Dataset listing:
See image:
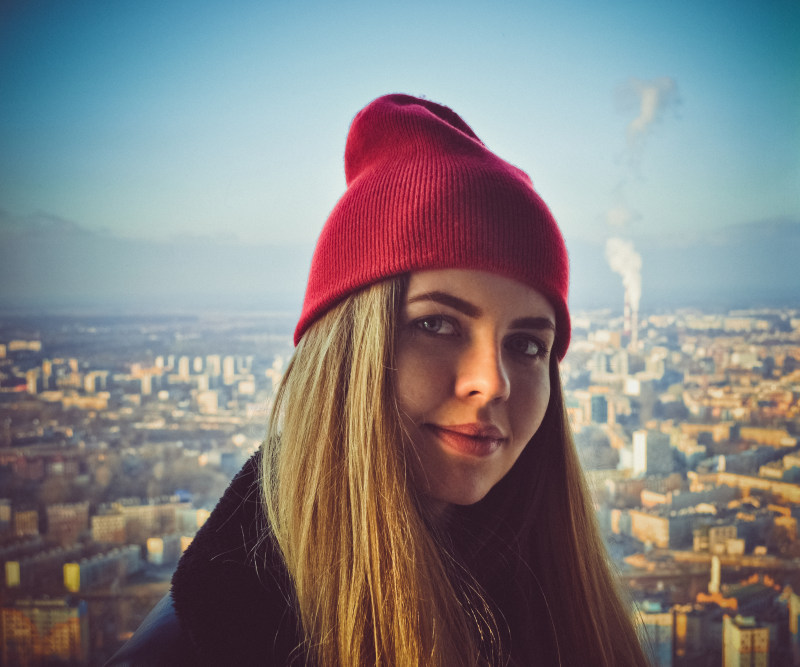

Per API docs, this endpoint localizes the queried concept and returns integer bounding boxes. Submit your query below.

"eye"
[414,315,456,336]
[506,334,547,358]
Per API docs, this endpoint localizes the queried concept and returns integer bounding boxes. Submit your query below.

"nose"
[456,342,511,403]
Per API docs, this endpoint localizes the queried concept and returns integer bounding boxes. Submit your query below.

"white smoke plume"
[617,76,680,165]
[606,238,642,313]
[606,76,680,328]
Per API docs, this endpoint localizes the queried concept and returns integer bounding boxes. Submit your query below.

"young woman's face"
[395,269,556,505]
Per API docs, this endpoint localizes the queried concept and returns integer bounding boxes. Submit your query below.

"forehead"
[406,269,555,322]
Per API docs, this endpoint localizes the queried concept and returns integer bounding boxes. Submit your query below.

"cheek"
[509,372,550,442]
[395,350,448,415]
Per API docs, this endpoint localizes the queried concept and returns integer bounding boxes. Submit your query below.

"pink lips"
[425,424,506,456]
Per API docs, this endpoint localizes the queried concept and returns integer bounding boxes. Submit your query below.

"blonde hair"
[262,278,646,666]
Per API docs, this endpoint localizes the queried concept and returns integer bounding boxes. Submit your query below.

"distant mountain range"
[0,211,800,312]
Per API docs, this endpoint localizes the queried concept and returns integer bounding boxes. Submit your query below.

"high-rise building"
[0,599,89,665]
[633,430,673,475]
[722,614,769,667]
[639,601,674,667]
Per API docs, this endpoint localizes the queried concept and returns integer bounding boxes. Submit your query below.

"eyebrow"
[406,290,556,332]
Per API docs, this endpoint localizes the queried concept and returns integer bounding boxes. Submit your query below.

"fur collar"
[172,454,305,667]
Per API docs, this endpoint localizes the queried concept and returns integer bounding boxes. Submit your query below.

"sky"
[0,0,800,314]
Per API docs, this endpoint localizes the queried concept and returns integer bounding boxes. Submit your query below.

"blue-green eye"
[506,334,547,357]
[414,315,456,336]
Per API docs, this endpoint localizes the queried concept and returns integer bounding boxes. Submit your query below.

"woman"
[109,95,646,666]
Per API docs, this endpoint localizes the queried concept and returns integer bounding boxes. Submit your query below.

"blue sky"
[0,0,800,312]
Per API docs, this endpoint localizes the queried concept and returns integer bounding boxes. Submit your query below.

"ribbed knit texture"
[294,95,570,359]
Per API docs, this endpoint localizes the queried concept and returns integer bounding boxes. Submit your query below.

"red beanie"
[294,95,570,360]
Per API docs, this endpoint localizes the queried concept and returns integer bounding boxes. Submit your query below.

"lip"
[425,424,507,457]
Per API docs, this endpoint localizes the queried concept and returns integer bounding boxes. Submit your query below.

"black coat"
[107,454,559,667]
[107,455,305,667]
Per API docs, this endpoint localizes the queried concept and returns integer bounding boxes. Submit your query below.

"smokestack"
[606,238,642,347]
[622,287,631,336]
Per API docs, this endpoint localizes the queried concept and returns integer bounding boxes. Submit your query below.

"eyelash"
[411,315,549,359]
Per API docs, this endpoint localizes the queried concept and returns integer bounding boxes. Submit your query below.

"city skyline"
[0,2,800,308]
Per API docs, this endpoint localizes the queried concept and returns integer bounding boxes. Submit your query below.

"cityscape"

- **WHAT THE EXERCISE ASKS**
Please duplicate the entire listing above line for line, omitting the picture.

- **OUTPUT OF THE EXERCISE**
See image:

Per API docs, this endpoint localizes the queried concept and returns integer bounding boxes. Submit your query below.

"eye"
[414,315,456,336]
[506,334,547,358]
Per API docs, this endpoint localizes the queried concept and returns integer bounding boxes. Submit your query below.

"nose"
[456,342,511,403]
Per API docs, this endpoint localizes the queried concept and returns integer bounding boxes. Submit your query below.

"white smoke plume"
[617,76,680,165]
[606,238,642,313]
[606,76,680,328]
Per API docs, this endpoint localizes the queried concept and returns integer bounding boxes. Submit your query below.

"young woman's face"
[395,269,556,505]
Per API docs, this endpoint localizes the queried concept and returns integer bounding boxes. Submit your query below.

"forehead"
[406,269,555,322]
Per API docs, this endpoint localizes the queried concept and returns integer bounding boxes. Submit your query below.

"cheek"
[509,372,550,442]
[395,350,448,415]
Per API docs, this endpoint localizes the queried concept and returns integer bounding boxes. Submit your query below.

"pink lips"
[425,424,506,456]
Per API docs, this endpoint localizes the queried concept and returns integer bounding boxes. Submit your query below.

"blonde hair"
[262,278,646,666]
Per API docs, this endpoint localizes the queried concept and returns integer bounding boxes. Submit your query below.

"distant mountain range"
[0,211,800,312]
Per API docs, this endpoint localizes the queried concept and returns integer bounding boxes. Submit your query below.

"high-rise building"
[0,599,89,665]
[633,430,673,475]
[722,614,769,667]
[639,601,674,667]
Per API docs, this endpoint localizes the queried concept and returns integer bounding boxes. Submit your query below.

"eyebrow"
[406,290,556,332]
Per API docs, this endpoint localizes the queried concept and returns integer bounding boxes. Submit your query below.

"fur collar"
[172,454,305,667]
Per API docs, this endpoint localizes the queried concept and returns integer bounding boxes. Submit your query below.

"sky"
[0,0,800,314]
Per API docs, this endpoint localizes the queried concept and returns integer bounding boxes. Submit your query below.

"blue-green eye"
[506,334,547,357]
[414,315,456,336]
Per API docs, this endpoint localizes the queried concept and returns integer bounding boxes. Submit your query below.

"woman"
[109,95,646,666]
Per API docs, this endpoint localizes the queried concept and returns integer bounding boxes. Submit your query below.

"blue sky"
[0,0,800,312]
Per API docs, this endpoint localizes the queried concept and returns integer bounding boxes. Submit your query below.

"ribbed knit texture"
[294,95,570,359]
Per API docs, this endpoint localizes the queried concept and returns integer bounding boxes. Submit your query below.

"red beanie"
[294,95,570,360]
Per API docs, this endpoint localizes the queried concept and returns integer bounding boxes. Submit your query below.

"lip"
[425,424,507,457]
Per API docs, this endpoint localizes the queried concept and returns integer bounding boxes. Submit your query below.

"black coat"
[107,454,559,667]
[107,455,305,667]
Per API docs, this endpoint localizes the queried concept and returns integer bounding boxes. Submit your query below.

"smokestack"
[606,238,642,347]
[622,287,631,336]
Per API docs, this endpoint localizes the queried concept and returns integer bounding boxes. Submit your query below.

"eyelash"
[411,315,549,359]
Per API docs, this endpoint localizes the queried concept and returns integer bounding boxes. Submit your query below.

"city skyline"
[0,2,800,308]
Per API docs, this endpoint localizes the queried concept and returns integer bounding boxes. Submit your query below.

"cityscape"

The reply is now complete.